▶ [WORK INSTRUCTIONS]:
Reproduce the listing below word for word, with every line in its original order. Leave out the pictures.
---------- ENTRIES SUPPLIED
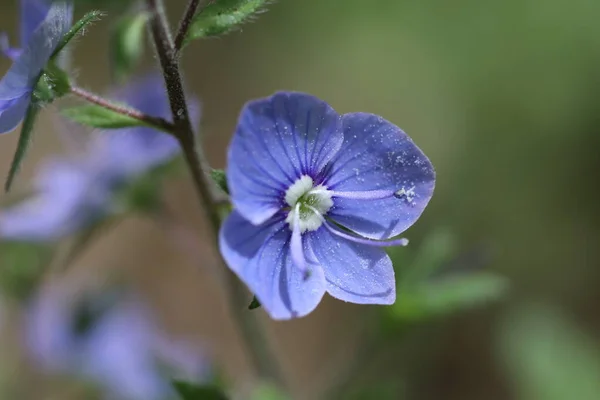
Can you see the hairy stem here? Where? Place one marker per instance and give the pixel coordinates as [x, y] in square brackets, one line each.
[263, 359]
[193, 7]
[159, 123]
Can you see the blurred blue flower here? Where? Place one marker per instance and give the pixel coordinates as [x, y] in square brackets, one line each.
[315, 195]
[73, 193]
[110, 341]
[43, 25]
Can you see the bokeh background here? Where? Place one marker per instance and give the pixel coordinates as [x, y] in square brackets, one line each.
[502, 97]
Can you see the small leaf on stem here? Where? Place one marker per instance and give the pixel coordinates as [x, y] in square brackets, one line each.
[100, 117]
[23, 144]
[127, 44]
[85, 21]
[254, 304]
[191, 391]
[220, 178]
[222, 16]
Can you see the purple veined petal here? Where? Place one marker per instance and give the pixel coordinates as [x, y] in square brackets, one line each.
[69, 197]
[378, 156]
[354, 272]
[279, 139]
[260, 256]
[33, 13]
[13, 111]
[44, 40]
[10, 52]
[22, 76]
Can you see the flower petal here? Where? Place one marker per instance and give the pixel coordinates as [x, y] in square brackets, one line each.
[260, 256]
[378, 155]
[356, 273]
[12, 112]
[69, 198]
[33, 13]
[44, 40]
[279, 139]
[22, 76]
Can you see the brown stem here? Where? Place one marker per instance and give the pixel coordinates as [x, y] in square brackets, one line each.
[192, 9]
[159, 123]
[249, 327]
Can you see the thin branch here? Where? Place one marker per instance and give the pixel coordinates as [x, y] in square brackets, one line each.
[194, 7]
[160, 123]
[249, 327]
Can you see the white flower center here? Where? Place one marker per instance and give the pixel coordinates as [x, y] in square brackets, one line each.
[308, 203]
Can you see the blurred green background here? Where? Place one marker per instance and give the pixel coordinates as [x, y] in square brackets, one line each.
[503, 98]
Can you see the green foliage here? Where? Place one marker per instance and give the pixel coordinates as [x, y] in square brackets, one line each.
[547, 357]
[191, 391]
[222, 16]
[22, 265]
[421, 295]
[100, 117]
[254, 304]
[449, 295]
[267, 392]
[127, 44]
[220, 178]
[52, 84]
[78, 28]
[438, 248]
[23, 144]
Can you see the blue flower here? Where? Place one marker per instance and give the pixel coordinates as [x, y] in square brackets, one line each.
[43, 25]
[316, 195]
[111, 341]
[72, 194]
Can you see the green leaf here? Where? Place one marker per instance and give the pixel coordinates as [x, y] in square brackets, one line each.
[222, 16]
[266, 391]
[127, 44]
[100, 117]
[22, 266]
[191, 391]
[449, 295]
[437, 248]
[53, 83]
[547, 357]
[23, 144]
[78, 28]
[254, 304]
[220, 178]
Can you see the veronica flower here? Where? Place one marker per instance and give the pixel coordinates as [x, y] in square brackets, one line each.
[112, 342]
[43, 25]
[316, 195]
[76, 192]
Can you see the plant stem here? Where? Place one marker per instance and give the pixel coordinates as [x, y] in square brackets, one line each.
[159, 123]
[249, 327]
[186, 21]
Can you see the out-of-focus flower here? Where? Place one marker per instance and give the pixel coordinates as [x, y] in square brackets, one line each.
[316, 194]
[43, 25]
[111, 341]
[72, 194]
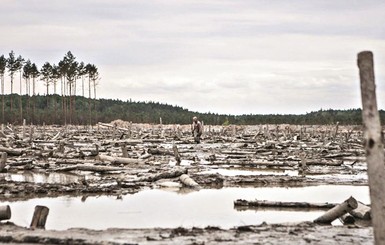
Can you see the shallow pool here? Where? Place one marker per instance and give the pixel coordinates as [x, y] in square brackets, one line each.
[173, 208]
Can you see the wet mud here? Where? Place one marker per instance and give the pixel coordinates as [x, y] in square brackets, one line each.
[122, 158]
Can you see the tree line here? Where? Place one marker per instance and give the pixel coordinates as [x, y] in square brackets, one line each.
[107, 110]
[68, 72]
--------------------
▶ [RESPONSE TO THE EXERCISE]:
Can you see the hairy stem here? Where? Place one marker per instance and give the pixel coordinates as [x, y] in square brackets, one line each.
[263, 359]
[193, 7]
[159, 123]
Can you see the blurred blue flower here? Where? Place one marker per instance and give the pixel coordinates as [x, y] in square brackets, one line each.
[315, 195]
[73, 193]
[110, 341]
[43, 25]
Can you see the bokeh background here? Where? Place one marker per instance and give the pixel coordinates as [x, y] in square brackets, one line each.
[502, 97]
Can you see the small leaf on stem here? Where? Place one marker per instance and give the pixel coordinates as [x, y] in square brackets, one line each.
[100, 117]
[23, 144]
[127, 44]
[85, 21]
[254, 304]
[191, 391]
[220, 178]
[222, 16]
Can you see the purple veined petal here? Where? Place one marker per instance and give the pixel coordinates as [x, y] in square brackets, one line each.
[69, 197]
[378, 156]
[354, 272]
[279, 139]
[260, 256]
[33, 13]
[13, 111]
[44, 40]
[10, 52]
[22, 76]
Can you see the flower petal here? Where? Place one marker per instance and give the pixel coordinates as [x, y] in square brackets, one line each.
[260, 256]
[378, 155]
[356, 273]
[12, 112]
[69, 198]
[33, 13]
[44, 40]
[279, 139]
[22, 76]
Can you see the brown stem here? Where? Place one marker per instance and give the pixel coordinates as [x, y] in square brackets, one line each.
[192, 9]
[159, 123]
[249, 327]
Can you see the thin branch here? Where? Place one marker per instance and give the pixel coordinates as [x, y] in square brackets, one line each.
[194, 7]
[160, 123]
[249, 327]
Can you see the white flower center here? Where? Place one marker per instance and give the pixel coordinates as [x, y] in square brackets, one line each.
[308, 203]
Can you see the blurred green background here? Where? Place one marker per instance and give the pixel coordinates as [x, y] in square brackets, one line each.
[503, 98]
Can you see the green foliage here? Where? Place one marker per instance and give the pixel coordinates as [x, y] in square brackets, one line each.
[547, 357]
[191, 391]
[222, 16]
[22, 265]
[421, 295]
[100, 117]
[254, 304]
[449, 295]
[267, 392]
[127, 44]
[220, 178]
[52, 84]
[78, 28]
[438, 248]
[23, 144]
Can you see the blue flower here? Where? Place one marker per instance and give the pixel coordinates as [x, y] in square brackets, one line each.
[43, 25]
[316, 195]
[111, 341]
[72, 194]
Can you see the green leaf here? Where? Place one marker per instance and give the pixel coordinates as [x, y] in square brackets, one line each.
[222, 16]
[266, 391]
[127, 44]
[100, 117]
[22, 266]
[191, 391]
[449, 295]
[437, 248]
[53, 83]
[547, 357]
[23, 144]
[78, 28]
[254, 304]
[220, 178]
Can you see the veronica flower here? Where? Place one marker per instance and give the pixel coordinates as [x, y] in square brackets, one line each.
[112, 342]
[43, 25]
[316, 195]
[76, 192]
Can you see the plant stem here? Where? Place one marker per instance and give the pixel coordinates as [x, y] in square brackets, one line each.
[159, 123]
[249, 327]
[186, 21]
Can you see the out-of-focus flower here? Where? Place one marker per instance and give the pixel coordinates as [x, y] in square brackets, one line each.
[316, 194]
[43, 25]
[111, 341]
[72, 194]
Can you see the shallow pool here? Where? Place one marker per instance and give the pixel coordinates as [x, y] in square brackets, one line each.
[173, 208]
Can you see the wet mud here? Where? Place one marker per instance and give the pixel coordinates as [x, y] in square brackets, one line each.
[122, 158]
Can you see the tree line here? Where? Place one marker per instance and give the pixel coordinates as [x, y] in square brackets, one line each.
[107, 110]
[68, 72]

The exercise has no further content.